◆ Exercise: Starting at the line that contains "You are given a photograph. For the red stripe" and continuing through the end of the items, write those lines out again, requests included, with each x and y coordinate in the answers scaled by 1.3 and rounded to the nearest whole number, halves rounded up.

◆ Excerpts from location labeling data:
┄┄┄┄┄┄┄┄┄┄

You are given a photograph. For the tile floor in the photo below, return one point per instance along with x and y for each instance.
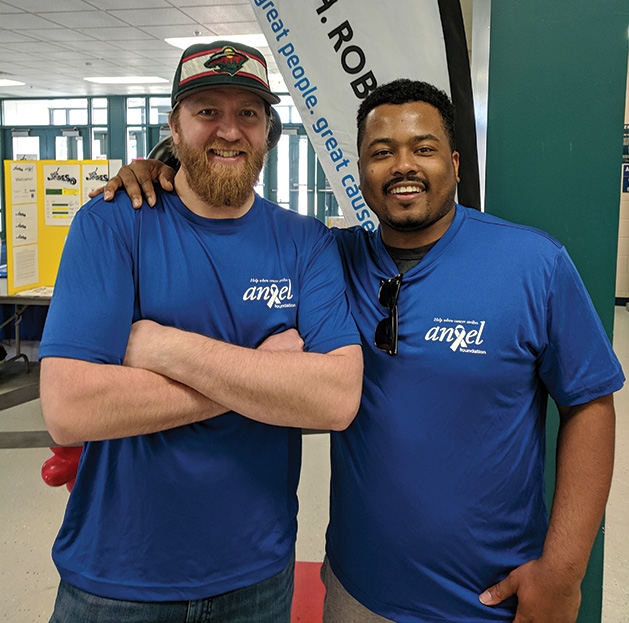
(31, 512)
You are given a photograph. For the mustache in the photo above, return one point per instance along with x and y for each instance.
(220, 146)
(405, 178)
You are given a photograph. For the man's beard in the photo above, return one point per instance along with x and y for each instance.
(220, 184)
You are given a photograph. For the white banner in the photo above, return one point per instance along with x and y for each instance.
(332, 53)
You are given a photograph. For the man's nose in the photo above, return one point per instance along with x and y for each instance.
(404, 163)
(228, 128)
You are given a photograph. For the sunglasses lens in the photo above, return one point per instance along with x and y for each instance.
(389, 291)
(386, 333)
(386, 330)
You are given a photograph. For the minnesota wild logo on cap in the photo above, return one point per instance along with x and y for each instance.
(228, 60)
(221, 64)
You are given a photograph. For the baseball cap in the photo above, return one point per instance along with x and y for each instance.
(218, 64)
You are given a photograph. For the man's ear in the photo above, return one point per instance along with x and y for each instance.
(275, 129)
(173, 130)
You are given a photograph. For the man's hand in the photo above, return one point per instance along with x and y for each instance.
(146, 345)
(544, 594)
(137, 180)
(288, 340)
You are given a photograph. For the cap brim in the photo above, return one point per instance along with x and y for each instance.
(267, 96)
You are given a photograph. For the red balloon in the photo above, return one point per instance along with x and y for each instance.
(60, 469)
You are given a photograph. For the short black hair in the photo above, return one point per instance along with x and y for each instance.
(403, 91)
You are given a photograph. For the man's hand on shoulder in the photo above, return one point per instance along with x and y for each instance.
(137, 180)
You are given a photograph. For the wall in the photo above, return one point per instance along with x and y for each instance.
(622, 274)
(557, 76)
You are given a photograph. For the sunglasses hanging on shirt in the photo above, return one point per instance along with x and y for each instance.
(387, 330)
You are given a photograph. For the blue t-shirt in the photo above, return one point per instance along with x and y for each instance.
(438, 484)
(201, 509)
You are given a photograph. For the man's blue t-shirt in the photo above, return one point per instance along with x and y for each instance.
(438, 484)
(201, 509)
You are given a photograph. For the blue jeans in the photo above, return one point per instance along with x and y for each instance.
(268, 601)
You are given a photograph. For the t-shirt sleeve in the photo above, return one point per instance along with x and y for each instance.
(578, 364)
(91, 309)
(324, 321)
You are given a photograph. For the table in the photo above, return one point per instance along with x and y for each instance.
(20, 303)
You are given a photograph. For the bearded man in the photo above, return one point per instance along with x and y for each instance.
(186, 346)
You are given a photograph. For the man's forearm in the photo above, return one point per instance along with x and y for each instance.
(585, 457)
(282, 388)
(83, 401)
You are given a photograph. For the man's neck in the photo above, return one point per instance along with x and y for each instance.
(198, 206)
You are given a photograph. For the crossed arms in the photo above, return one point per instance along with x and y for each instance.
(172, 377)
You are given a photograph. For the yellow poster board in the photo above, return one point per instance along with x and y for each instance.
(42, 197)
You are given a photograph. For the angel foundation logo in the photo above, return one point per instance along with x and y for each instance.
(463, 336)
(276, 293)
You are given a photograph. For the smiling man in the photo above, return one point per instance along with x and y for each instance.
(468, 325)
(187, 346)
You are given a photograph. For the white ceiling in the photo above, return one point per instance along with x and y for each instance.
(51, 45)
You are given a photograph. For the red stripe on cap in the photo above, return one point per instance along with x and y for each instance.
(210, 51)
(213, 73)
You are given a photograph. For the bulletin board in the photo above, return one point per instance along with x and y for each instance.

┄┄┄┄┄┄┄┄┄┄

◆ Solution:
You are given a photograph. For the red stripe on cap in the photo above, return one point per instance along with x and y for each instance.
(273, 66)
(277, 95)
You are given a photograph. For the bulletin board in the photo above, return one point per instance along with x and y for each instance.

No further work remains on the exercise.